Document:
==*==

Proof of Hume's Principle from Basic Law V — Grundgesetze-Style

[Note: We use εF to denote the extension of the concept F.]

Let P,Q be arbitrarily chosen concepts. We want to show:

#P = #Q ≡ P ≈ Q

(→) Assume #P = #Q (to show: P ≈ Q). Note that since P ≈ P (this is Fact 2 in the subsection on Equinumerosity), we know by the previous Lemma that εP ∈ #P. But then, by identity substitution, εP ∈ #Q. So, by our previous Lemma, P ≈ Q.

(←) Assume P ≈ Q (to show: #P = #Q). By definition of #, we have to show εP^≈ = εQ^≈. So, by Basic Law V, we have to show ∀x(P^≈x ≡ Q^≈x). We pick an arbitrary object b (to show: P^≈b ≡ Q^≈b).

(→) Assume P^≈b. Then, by definition of P^≈ and λ-Conversion, ∃H(b = εH & H ≈ P). Let R be an arbitrary such concept; so b = εR & R ≈ P. From the second conjunct and our initial hypothesis, it follows (by the transitivity of equinumerosity) that R ≈ Q. So, reassembling what we know, it follows that b = εR & R ≈ Q. By existential generalization, it follows that ∃H(b = εH & H ≈ Q). So by λ-Conversion,

[λx ∃H(x = εH & H ≈ Q)]b

It follows from this, by definition, that Q^≈b.

(←) (Exercise)

==*==

Given exercise:
Please summarize the proof of Hume's Principle in three sentences. The entries aren't needed for any of this.

Stored records:
==*==

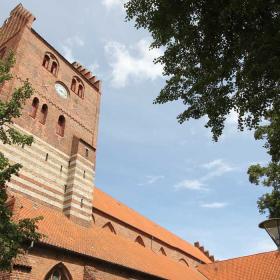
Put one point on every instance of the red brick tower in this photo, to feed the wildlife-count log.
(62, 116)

==*==

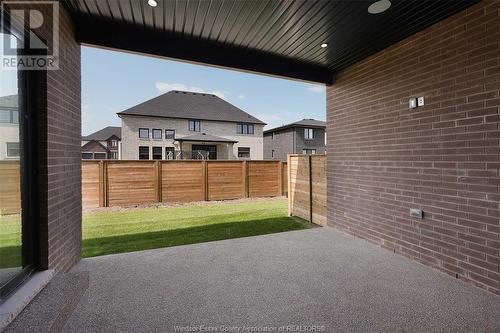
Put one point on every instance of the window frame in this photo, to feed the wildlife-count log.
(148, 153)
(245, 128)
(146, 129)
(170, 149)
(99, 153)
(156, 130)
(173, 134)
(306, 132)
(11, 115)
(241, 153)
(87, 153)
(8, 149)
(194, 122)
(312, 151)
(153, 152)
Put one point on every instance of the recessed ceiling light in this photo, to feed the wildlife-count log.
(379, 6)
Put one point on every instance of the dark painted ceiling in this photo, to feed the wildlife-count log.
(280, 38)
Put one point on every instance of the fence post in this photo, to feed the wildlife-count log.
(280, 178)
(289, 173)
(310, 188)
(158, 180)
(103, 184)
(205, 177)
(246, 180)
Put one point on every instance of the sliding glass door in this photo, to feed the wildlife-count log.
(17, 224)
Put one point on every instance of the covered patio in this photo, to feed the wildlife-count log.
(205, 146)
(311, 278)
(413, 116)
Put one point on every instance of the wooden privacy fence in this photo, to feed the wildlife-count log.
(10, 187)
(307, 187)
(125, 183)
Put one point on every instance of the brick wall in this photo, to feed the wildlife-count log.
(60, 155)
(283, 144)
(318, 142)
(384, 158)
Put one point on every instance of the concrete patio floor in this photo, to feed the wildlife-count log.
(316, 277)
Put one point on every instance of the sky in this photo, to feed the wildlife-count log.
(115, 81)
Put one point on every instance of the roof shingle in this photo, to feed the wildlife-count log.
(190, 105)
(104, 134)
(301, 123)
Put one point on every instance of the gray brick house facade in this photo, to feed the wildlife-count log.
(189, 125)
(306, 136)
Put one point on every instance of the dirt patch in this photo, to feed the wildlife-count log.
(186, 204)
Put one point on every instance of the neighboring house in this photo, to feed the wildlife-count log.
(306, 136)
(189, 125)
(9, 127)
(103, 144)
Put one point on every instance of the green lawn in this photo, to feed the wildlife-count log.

==*==

Result of the exercise:
For arbitrary concepts P and Q, the proof sets out to show that #P = #Q holds exactly when P ≈ Q. The first direction assumes #P = #Q, uses P ≈ P and the previous Lemma to get εP ∈ #P, substitutes to get εP ∈ #Q, and concludes P ≈ Q by that Lemma. The second direction assumes P ≈ Q, reduces the goal through the definition of # and Basic Law V to showing ∀x(P^≈x ≡ Q^≈x), proves that P^≈b leads to Q^≈b for an arbitrary object b, and leaves the converse as an exercise.